Text —
▽

- Born: May 7, 1922
- Died: April 16, 2005 (aged 82)
- Education: University of Pennsylvania
- Scientific career
- Thesis: Studies on the biosynthesis of purines and pyrimidines in growing yeast (1951)

= Mary Edmonds =

American biochemist

Mary P. Edmonds (May 7, 1922 – April 16, 2005) was an American biochemist who made key discoveries regarding the processing of messenger RNA (mRNA). She spent most of her career at the University of Pittsburgh.

== Education and career ==
Edmonds was born May 7, 1922, in Racine, Wisconsin. She received a bachelor's degree from Milwaukee-Downer College in 1943, a master's degree from Wellesley College in 1945, and a Ph.D. from the University of Pennsylvania in 1951. Following her Ph.D., she was a postdoctoral researcher at University of Illinois (1950-1952) and University of Wisconsin (1952-1955), and then joined Montefiore Hospital in Pittsburgh as a research associate from 1955 until 1965. Starting in 1962 she held appointments at the University of Pittsburgh, initially as adjunct and research professor positions, until she joined the faculty in 1971 and was promoted to professor in 1976.

Edmonds took emeritus status in 1992, and died of complications related to a heart attack on April 16, 2005.

== Research ==
Edmonds was known for her research in mRNA processing, specifically on 3'-end processing and how RNA is spliced. Her research showed that the end of mRNA is a poly-A tail composed of multiple adenosine residues. In her memoirs posted at the National Academy of Sciences, her work discovering the poly-A tails on eukaryotic mRNA and purification of the poly-A polymerase enzyme are described as "landmarks in the field". Edmonds also developed the first method to use the poly-A tail to separate mRNA from other nucleic acids, a protocol which forms the beginning of all modern transcriptomics analysis. In the 1980s, Edmonds showed that poly-A RNA is branched, a stage that arises during processing of hnRNA into mRNA. This research led to the development of antibodies targeting branched RNA.

△

Prompt 1 — According to the article on Mary Edmonds, in what year was she promoted to professor at the University of Pittsburgh?
Prompt 2 — Continue the Mary Edmonds article from its final sentence.

Provided records —

▽

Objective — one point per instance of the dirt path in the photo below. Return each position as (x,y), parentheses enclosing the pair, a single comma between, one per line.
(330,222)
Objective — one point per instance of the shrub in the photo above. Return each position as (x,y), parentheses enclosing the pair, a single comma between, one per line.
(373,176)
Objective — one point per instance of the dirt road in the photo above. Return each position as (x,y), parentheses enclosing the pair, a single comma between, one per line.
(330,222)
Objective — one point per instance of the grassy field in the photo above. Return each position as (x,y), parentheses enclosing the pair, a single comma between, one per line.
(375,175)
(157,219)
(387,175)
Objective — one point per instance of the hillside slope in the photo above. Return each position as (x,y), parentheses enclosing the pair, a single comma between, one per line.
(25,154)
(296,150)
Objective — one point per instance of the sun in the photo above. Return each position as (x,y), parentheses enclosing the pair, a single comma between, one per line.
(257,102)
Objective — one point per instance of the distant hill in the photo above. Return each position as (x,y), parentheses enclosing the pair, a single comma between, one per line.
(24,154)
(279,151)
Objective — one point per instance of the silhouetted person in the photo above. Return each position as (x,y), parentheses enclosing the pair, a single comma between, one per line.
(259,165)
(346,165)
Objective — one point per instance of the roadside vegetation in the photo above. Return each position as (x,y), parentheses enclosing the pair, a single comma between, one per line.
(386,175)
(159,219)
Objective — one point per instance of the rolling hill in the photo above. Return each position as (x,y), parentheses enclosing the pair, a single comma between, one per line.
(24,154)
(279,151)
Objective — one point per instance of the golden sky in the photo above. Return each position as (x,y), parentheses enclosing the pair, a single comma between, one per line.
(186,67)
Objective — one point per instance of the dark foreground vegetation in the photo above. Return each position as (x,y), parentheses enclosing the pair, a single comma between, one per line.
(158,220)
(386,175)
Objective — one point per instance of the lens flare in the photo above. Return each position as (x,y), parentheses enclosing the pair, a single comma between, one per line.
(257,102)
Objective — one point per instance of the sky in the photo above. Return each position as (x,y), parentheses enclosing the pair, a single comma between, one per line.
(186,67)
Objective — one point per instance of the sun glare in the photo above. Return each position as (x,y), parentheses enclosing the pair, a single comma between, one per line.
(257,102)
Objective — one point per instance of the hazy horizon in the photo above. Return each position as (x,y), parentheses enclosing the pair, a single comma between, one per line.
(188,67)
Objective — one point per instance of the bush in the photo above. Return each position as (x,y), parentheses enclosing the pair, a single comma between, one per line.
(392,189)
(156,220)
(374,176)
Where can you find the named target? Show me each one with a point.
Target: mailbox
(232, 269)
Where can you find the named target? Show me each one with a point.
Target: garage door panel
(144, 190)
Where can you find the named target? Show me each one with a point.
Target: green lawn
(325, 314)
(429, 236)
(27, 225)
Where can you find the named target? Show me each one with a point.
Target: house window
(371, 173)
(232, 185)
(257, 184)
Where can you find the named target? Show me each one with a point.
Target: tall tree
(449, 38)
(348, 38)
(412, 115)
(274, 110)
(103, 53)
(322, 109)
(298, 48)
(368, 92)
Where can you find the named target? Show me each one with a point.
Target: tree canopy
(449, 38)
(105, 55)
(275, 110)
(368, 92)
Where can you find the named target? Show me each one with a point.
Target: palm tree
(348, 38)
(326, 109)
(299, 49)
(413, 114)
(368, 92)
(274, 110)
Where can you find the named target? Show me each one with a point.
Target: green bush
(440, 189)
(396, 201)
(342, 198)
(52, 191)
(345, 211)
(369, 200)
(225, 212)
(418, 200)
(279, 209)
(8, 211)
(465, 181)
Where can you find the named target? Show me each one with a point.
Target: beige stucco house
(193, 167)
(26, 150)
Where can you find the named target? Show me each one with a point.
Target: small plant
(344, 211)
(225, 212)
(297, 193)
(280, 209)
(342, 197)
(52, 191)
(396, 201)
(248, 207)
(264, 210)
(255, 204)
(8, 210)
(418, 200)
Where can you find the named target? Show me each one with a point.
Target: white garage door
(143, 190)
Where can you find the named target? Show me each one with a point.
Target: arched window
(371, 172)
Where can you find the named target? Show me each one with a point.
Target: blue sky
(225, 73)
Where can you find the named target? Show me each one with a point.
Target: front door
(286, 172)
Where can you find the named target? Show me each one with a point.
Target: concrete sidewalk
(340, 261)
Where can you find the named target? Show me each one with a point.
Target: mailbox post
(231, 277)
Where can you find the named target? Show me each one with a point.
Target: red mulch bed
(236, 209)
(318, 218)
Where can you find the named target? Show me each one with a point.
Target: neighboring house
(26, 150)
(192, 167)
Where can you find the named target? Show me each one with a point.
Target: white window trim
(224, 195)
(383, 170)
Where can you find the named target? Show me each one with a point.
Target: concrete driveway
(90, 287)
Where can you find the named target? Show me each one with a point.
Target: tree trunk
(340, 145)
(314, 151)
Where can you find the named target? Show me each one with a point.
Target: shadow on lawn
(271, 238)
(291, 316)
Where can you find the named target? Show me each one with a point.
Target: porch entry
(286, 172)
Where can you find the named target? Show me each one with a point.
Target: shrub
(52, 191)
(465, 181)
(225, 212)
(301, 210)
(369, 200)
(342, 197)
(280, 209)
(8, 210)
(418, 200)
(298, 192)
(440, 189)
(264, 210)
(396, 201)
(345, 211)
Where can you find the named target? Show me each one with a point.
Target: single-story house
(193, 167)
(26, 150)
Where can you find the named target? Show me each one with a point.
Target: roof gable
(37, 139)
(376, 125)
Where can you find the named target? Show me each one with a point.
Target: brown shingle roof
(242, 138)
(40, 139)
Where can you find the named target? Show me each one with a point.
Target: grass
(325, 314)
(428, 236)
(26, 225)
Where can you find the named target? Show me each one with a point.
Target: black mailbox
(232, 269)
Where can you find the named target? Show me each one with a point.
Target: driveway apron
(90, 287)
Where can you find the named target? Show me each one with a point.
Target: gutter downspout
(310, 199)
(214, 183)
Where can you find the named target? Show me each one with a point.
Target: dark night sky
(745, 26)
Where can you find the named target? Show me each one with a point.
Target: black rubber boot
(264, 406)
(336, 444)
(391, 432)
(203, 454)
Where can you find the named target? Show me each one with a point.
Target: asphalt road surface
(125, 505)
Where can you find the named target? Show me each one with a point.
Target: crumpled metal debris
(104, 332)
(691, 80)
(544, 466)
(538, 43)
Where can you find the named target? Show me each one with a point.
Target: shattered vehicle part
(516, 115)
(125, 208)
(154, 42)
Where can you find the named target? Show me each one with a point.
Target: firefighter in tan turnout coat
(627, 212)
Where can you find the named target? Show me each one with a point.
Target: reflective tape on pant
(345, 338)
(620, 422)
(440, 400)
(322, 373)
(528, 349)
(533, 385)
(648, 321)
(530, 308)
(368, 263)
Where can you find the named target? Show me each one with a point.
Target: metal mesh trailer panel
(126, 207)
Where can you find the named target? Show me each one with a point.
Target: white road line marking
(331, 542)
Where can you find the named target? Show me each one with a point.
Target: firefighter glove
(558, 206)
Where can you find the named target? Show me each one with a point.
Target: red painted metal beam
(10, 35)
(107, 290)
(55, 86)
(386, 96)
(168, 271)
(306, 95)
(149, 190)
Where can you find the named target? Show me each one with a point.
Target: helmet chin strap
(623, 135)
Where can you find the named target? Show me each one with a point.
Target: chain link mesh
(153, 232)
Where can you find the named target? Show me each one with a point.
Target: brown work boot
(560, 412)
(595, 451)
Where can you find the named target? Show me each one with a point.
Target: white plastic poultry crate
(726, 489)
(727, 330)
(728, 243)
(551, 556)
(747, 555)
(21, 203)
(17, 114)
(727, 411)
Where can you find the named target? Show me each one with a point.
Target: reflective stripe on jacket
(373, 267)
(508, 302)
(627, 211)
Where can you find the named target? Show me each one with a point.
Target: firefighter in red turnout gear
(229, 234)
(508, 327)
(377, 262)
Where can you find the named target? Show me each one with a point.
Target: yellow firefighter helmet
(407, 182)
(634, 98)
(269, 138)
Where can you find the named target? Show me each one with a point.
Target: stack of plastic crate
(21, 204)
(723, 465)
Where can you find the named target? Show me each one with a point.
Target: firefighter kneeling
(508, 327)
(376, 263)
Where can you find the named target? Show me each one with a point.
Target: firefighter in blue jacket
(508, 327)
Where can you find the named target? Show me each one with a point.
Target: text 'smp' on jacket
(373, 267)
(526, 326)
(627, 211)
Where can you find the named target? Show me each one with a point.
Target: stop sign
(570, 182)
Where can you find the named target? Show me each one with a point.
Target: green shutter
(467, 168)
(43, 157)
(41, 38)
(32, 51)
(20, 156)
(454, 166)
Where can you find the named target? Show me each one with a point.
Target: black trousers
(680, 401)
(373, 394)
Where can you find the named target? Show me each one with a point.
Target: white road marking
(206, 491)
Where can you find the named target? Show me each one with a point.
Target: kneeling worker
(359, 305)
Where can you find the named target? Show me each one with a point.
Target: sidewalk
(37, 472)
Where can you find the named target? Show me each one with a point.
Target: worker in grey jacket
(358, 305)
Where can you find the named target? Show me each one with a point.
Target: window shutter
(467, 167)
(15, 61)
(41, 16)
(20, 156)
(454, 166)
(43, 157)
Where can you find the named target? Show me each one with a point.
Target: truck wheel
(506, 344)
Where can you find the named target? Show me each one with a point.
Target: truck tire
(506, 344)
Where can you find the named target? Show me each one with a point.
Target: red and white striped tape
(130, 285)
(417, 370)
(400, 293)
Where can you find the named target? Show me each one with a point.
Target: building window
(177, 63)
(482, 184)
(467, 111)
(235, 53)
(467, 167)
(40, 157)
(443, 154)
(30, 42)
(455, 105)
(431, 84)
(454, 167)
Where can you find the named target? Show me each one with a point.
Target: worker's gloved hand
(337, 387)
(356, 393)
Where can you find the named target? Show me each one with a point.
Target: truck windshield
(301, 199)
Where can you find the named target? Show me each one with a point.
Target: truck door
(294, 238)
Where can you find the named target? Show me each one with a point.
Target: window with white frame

△

Answer space 1 — 1976

Answer space 2 —
==Selected publications==
- Edmonds, Mary (1960). "Polynucleotide Biosynthesis: Formation of a Sequence of Adenylate Units from Adenosine Triphosphate by an Enzyme from Thymus Nuclei"
- Edmonds, M. (1971). "Polyadenylic Acid Sequences in the Heterogeneous Nuclear RNA and Rapidly-Labeled Polyribosomal RNA of HeLa Cells: Possible Evidence for a Precursor Relationship"
- Winters, Mary Ann (1973). "A Poly(A) Polymerase from Calf Thymus"
- Wallace, John C. (1983). "Polyadenylylated nuclear RNA contains branches"
- Edmonds, Mary (2002). "A history of poly A sequences: from formation to factors to function"

== Awards and accolades ==
Edmonds was elected to the National Academy of Sciences in 1991. She was awarded an honorary degree by Lawrence University in 1983, named woman of the year in science by Chatham University in 1986, and received the Chancellor’s Distinguished Research Award Winners from the University of Pittsburgh in 1989. After her death, the University of Pittsburgh established the Mary P. Edmonds Award given each year to a graduate student in recognition of an "outstanding research paper".